§ **Goal of the exercise**
Please find all lines in the data that hold the string "floodwater" and copy them.
(Beginning of Provided entries)
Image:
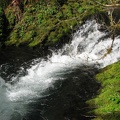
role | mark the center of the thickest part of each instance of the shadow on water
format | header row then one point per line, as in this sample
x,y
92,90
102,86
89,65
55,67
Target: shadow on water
x,y
66,100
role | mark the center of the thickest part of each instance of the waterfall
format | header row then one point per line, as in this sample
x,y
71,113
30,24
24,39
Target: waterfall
x,y
87,47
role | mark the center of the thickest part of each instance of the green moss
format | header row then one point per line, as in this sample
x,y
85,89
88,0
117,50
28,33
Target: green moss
x,y
107,103
51,21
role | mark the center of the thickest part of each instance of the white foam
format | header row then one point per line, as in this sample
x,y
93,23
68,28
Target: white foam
x,y
87,47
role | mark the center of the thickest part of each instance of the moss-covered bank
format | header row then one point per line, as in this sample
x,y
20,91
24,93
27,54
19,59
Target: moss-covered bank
x,y
48,23
107,102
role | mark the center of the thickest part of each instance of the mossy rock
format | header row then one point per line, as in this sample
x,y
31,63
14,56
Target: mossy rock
x,y
107,102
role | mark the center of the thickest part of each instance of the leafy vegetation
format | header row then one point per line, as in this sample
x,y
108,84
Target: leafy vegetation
x,y
107,102
47,23
1,25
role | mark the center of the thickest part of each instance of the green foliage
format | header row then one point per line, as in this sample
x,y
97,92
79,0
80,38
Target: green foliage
x,y
1,23
51,21
107,103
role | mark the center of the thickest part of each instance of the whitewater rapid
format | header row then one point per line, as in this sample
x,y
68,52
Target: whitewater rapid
x,y
87,47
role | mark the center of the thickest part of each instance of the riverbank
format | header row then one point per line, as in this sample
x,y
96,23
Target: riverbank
x,y
107,102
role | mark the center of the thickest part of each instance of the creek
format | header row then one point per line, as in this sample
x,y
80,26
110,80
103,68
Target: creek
x,y
56,87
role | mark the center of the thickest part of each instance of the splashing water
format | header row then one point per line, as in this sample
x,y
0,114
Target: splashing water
x,y
87,48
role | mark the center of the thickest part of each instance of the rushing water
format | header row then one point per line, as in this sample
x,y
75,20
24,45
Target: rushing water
x,y
52,85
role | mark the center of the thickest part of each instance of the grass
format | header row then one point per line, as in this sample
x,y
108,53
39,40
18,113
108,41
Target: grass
x,y
107,102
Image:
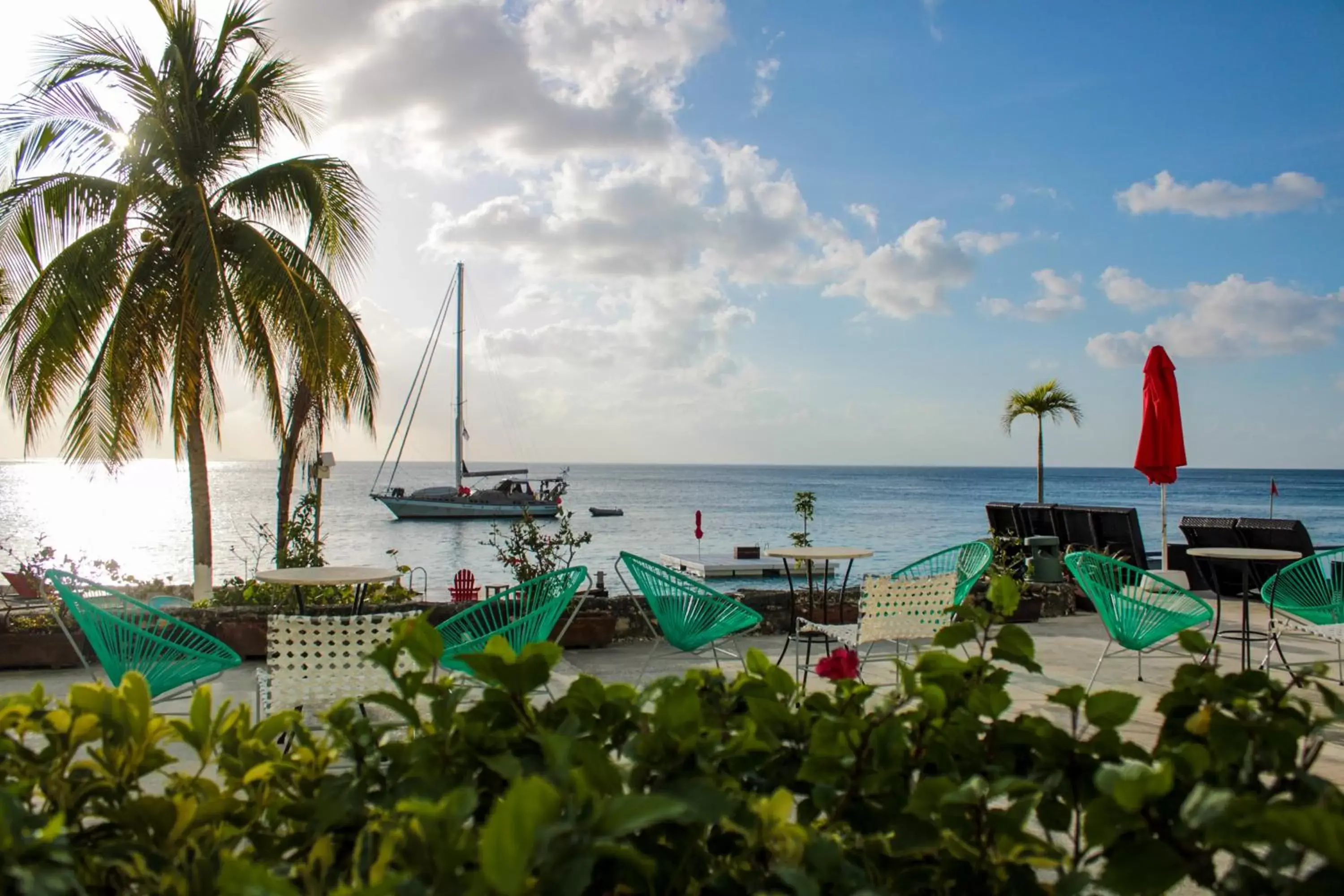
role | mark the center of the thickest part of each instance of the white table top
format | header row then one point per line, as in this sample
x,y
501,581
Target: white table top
x,y
819,554
327,575
1244,554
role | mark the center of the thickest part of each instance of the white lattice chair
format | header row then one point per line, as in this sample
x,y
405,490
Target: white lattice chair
x,y
909,605
893,613
312,663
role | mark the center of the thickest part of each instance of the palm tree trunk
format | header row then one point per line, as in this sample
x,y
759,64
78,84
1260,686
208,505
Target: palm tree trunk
x,y
202,546
300,409
1041,461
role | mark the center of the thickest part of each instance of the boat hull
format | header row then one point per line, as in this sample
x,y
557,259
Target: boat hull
x,y
408,508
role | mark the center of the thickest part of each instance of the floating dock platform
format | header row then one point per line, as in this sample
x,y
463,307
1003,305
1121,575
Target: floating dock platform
x,y
722,566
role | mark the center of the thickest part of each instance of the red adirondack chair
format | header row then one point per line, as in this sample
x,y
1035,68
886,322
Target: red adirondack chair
x,y
464,587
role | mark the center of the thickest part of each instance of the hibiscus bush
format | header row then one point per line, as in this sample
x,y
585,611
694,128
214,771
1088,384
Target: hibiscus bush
x,y
695,785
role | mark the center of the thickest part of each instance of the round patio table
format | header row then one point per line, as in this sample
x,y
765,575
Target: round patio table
x,y
1241,558
812,556
324,577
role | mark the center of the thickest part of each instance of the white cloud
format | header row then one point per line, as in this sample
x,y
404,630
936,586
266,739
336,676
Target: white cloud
x,y
463,78
1221,198
913,275
986,244
1060,296
865,213
1132,292
761,97
1229,320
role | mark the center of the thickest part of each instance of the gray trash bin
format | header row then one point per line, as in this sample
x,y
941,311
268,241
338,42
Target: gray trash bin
x,y
1043,563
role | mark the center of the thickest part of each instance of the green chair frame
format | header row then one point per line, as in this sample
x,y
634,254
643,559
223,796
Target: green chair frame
x,y
693,617
129,636
1143,612
913,616
523,614
1307,598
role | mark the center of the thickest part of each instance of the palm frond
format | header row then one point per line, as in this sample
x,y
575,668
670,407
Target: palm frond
x,y
156,258
65,120
39,215
1046,400
47,335
316,194
327,349
123,397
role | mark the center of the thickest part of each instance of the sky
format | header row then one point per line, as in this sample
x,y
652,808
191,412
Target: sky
x,y
769,232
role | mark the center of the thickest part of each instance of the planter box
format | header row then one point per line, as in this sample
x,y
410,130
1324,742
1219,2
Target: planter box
x,y
835,614
588,630
41,650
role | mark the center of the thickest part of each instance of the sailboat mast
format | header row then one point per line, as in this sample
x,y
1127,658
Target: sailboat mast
x,y
457,429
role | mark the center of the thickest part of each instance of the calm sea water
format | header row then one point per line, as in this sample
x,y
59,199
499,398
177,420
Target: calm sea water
x,y
142,517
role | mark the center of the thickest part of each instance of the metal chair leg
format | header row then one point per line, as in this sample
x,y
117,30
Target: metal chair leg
x,y
647,661
1104,652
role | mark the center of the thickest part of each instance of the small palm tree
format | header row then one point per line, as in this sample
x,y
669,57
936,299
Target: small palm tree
x,y
167,252
1047,400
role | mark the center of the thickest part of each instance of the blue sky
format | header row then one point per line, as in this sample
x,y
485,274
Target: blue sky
x,y
838,233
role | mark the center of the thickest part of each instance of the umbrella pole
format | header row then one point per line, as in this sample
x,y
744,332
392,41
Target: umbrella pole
x,y
1164,527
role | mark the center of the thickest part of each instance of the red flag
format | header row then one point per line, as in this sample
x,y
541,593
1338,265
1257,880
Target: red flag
x,y
1162,444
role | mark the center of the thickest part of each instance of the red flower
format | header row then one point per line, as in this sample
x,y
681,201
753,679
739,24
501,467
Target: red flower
x,y
842,664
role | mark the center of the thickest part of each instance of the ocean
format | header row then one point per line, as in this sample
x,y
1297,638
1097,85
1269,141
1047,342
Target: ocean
x,y
142,517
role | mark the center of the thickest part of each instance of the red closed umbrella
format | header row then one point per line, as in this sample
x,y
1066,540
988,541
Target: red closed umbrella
x,y
1162,444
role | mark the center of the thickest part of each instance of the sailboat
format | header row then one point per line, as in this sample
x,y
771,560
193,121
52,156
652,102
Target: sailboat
x,y
513,493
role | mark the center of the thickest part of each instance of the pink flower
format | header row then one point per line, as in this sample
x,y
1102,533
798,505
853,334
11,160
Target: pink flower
x,y
842,664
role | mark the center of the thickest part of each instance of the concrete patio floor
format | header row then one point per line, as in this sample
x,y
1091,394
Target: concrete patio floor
x,y
1068,649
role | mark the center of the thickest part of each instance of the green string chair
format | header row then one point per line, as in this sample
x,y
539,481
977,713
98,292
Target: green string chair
x,y
1142,612
129,636
693,616
909,605
525,614
1307,597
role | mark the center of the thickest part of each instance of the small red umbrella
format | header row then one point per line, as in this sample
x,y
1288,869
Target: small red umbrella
x,y
1162,444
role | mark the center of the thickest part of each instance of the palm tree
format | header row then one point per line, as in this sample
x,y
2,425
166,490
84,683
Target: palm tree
x,y
167,250
1047,400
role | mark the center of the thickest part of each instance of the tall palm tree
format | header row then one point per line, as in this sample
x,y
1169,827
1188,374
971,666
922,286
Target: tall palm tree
x,y
167,250
1047,400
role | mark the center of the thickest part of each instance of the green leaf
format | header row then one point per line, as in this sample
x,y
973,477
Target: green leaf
x,y
1072,696
1131,784
1004,595
797,880
955,636
510,835
1206,805
1111,708
1142,868
636,812
758,664
1316,828
1014,645
238,878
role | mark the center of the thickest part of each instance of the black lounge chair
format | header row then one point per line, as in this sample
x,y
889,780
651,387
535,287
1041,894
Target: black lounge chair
x,y
1035,519
1275,535
1003,519
1213,532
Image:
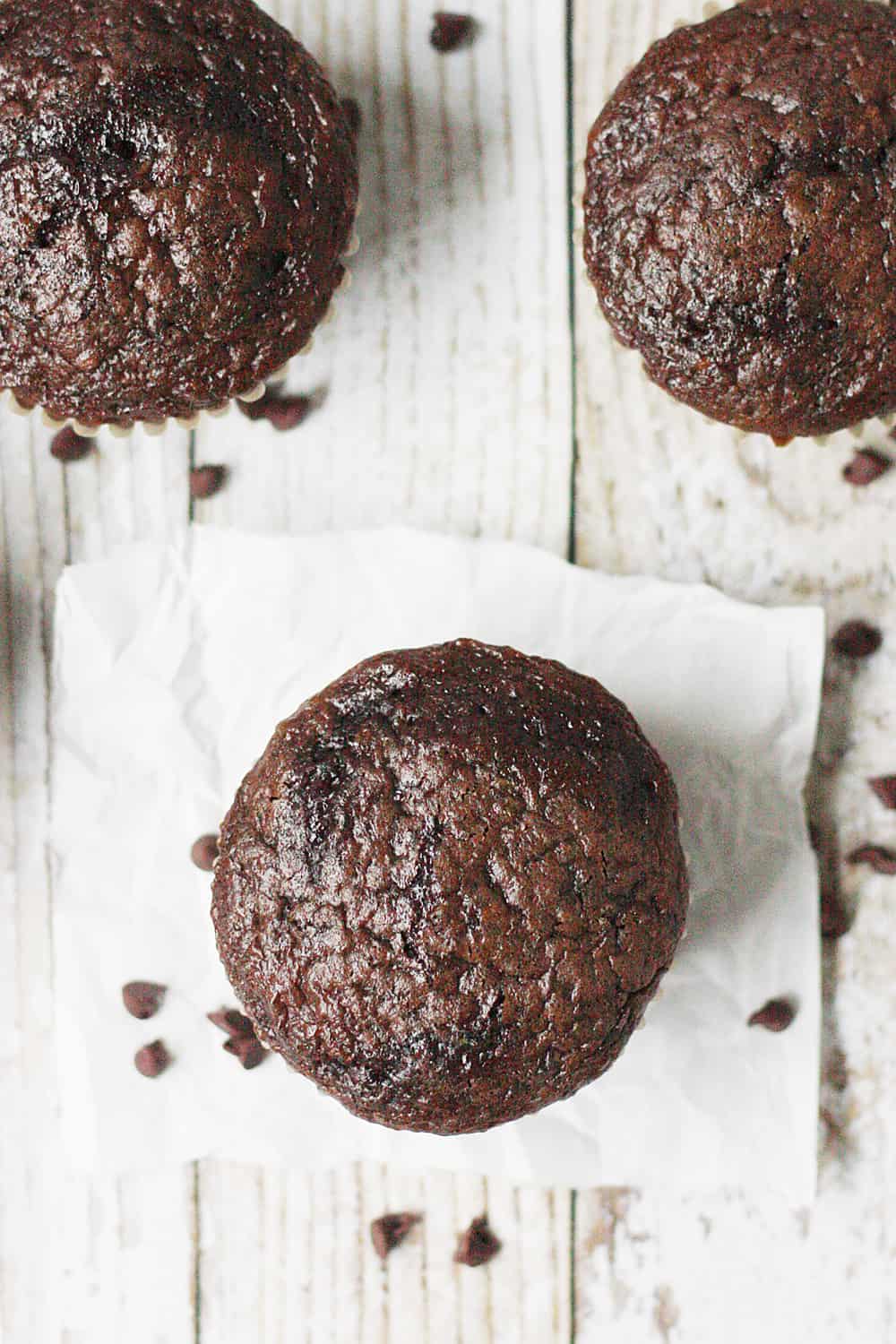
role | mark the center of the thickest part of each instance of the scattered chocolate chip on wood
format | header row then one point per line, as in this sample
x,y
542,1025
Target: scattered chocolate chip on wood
x,y
885,789
204,852
231,1021
477,1245
777,1015
874,857
153,1059
354,115
247,1048
284,413
70,446
866,467
452,31
206,481
142,999
392,1230
857,640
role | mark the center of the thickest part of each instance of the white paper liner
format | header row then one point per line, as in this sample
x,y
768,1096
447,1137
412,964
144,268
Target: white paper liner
x,y
190,422
172,666
874,425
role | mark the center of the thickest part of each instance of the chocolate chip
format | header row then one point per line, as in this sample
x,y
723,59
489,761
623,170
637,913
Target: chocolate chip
x,y
857,640
866,467
876,857
354,115
151,1061
452,31
242,1040
142,999
204,852
70,446
834,917
885,789
477,1245
777,1015
206,481
247,1048
390,1231
284,413
233,1021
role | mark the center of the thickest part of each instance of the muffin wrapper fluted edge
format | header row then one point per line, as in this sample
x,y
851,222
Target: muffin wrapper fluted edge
x,y
874,424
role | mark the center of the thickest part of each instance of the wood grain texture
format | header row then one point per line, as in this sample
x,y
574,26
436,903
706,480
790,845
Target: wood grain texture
x,y
446,381
447,375
659,491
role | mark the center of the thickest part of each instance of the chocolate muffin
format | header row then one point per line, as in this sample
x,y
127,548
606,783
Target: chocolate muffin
x,y
450,886
177,185
740,211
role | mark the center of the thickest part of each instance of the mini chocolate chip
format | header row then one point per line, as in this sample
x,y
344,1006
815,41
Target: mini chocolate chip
x,y
142,999
877,857
206,481
284,413
857,640
477,1245
354,115
452,31
151,1061
392,1230
249,1050
70,446
233,1021
866,467
777,1015
885,789
204,852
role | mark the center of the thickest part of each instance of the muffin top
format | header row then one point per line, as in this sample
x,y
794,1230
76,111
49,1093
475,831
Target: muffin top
x,y
452,884
177,185
740,211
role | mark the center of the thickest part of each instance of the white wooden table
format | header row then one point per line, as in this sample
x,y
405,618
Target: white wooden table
x,y
471,387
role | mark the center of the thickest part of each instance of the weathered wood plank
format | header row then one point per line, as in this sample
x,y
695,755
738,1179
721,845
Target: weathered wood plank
x,y
82,1260
659,491
447,378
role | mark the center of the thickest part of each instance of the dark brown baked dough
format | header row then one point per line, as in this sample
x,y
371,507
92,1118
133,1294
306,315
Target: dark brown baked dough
x,y
740,211
177,185
450,886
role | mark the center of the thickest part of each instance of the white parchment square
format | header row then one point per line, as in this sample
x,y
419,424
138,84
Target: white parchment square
x,y
172,667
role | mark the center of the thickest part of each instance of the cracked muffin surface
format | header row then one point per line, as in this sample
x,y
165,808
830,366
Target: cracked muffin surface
x,y
177,185
452,884
740,209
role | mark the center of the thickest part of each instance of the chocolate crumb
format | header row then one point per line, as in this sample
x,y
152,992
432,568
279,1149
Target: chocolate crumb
x,y
834,917
354,115
452,31
866,467
477,1245
390,1231
70,446
204,852
142,999
857,640
282,413
876,857
777,1015
249,1050
153,1059
206,481
233,1021
242,1040
885,789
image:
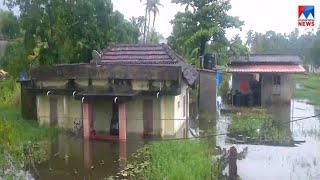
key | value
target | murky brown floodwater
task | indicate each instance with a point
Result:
(274, 162)
(75, 158)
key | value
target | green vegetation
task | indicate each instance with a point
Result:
(187, 159)
(201, 28)
(22, 142)
(259, 126)
(308, 88)
(9, 93)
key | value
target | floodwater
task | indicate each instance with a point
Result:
(75, 158)
(276, 162)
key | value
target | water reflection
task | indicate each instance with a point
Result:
(274, 162)
(73, 158)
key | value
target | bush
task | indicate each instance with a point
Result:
(185, 159)
(10, 93)
(248, 122)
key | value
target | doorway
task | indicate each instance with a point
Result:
(114, 124)
(147, 117)
(53, 111)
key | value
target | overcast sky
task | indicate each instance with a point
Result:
(258, 15)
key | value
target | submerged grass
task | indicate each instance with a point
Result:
(22, 142)
(171, 160)
(308, 88)
(258, 125)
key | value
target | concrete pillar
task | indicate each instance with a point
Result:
(65, 113)
(123, 155)
(87, 153)
(207, 99)
(162, 115)
(87, 119)
(122, 121)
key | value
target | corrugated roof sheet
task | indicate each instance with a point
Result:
(267, 58)
(145, 54)
(254, 68)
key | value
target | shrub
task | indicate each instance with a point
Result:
(10, 93)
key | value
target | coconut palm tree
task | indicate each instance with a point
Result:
(155, 9)
(147, 9)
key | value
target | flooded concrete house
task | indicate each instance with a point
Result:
(129, 91)
(263, 79)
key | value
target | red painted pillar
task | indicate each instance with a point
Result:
(122, 121)
(87, 119)
(122, 154)
(87, 154)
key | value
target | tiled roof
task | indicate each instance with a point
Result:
(254, 68)
(145, 54)
(267, 58)
(140, 54)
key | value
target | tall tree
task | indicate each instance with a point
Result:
(9, 25)
(201, 23)
(147, 8)
(62, 31)
(155, 9)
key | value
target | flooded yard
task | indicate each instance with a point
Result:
(75, 158)
(276, 162)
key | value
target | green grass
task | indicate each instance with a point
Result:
(310, 88)
(174, 160)
(29, 130)
(22, 140)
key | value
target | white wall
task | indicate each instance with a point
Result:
(179, 117)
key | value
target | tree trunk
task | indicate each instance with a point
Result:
(148, 26)
(233, 163)
(154, 20)
(145, 26)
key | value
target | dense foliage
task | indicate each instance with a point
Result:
(307, 46)
(9, 25)
(204, 23)
(14, 58)
(67, 31)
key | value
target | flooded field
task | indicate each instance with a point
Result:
(276, 162)
(74, 158)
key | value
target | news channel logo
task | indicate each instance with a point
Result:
(306, 16)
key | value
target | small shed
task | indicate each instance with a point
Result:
(263, 79)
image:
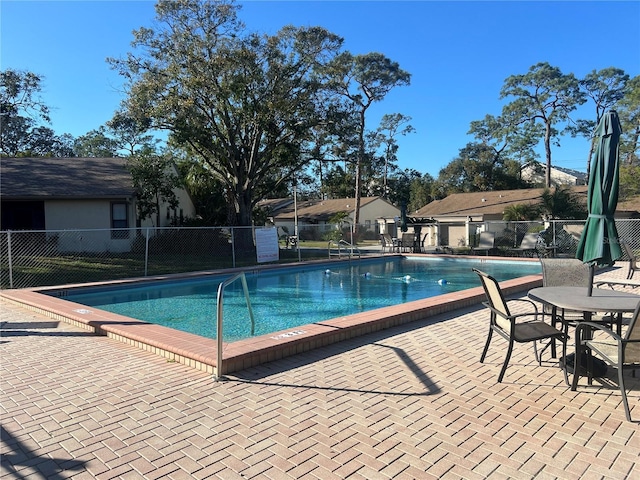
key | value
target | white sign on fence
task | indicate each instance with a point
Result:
(267, 245)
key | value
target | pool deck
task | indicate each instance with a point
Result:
(201, 353)
(409, 402)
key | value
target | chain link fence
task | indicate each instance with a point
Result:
(41, 258)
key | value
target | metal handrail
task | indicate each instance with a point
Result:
(219, 319)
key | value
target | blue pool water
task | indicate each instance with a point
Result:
(290, 297)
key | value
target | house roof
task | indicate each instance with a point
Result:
(485, 203)
(64, 178)
(322, 209)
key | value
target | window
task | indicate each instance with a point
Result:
(119, 219)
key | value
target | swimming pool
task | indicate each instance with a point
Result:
(287, 298)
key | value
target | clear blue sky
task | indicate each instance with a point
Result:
(459, 54)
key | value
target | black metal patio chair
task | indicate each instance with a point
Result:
(510, 327)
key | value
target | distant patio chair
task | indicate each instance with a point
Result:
(616, 351)
(506, 325)
(633, 260)
(387, 243)
(407, 242)
(486, 243)
(528, 246)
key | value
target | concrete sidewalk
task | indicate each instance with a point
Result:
(411, 402)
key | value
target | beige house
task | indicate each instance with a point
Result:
(376, 214)
(460, 216)
(536, 173)
(49, 194)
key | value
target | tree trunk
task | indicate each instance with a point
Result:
(547, 149)
(356, 214)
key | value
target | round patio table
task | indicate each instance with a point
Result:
(576, 299)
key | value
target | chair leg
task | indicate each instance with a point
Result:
(623, 390)
(486, 345)
(576, 363)
(506, 361)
(End of Provided entries)
§ **Answer below**
target | murky brown floodwater
target | floodwater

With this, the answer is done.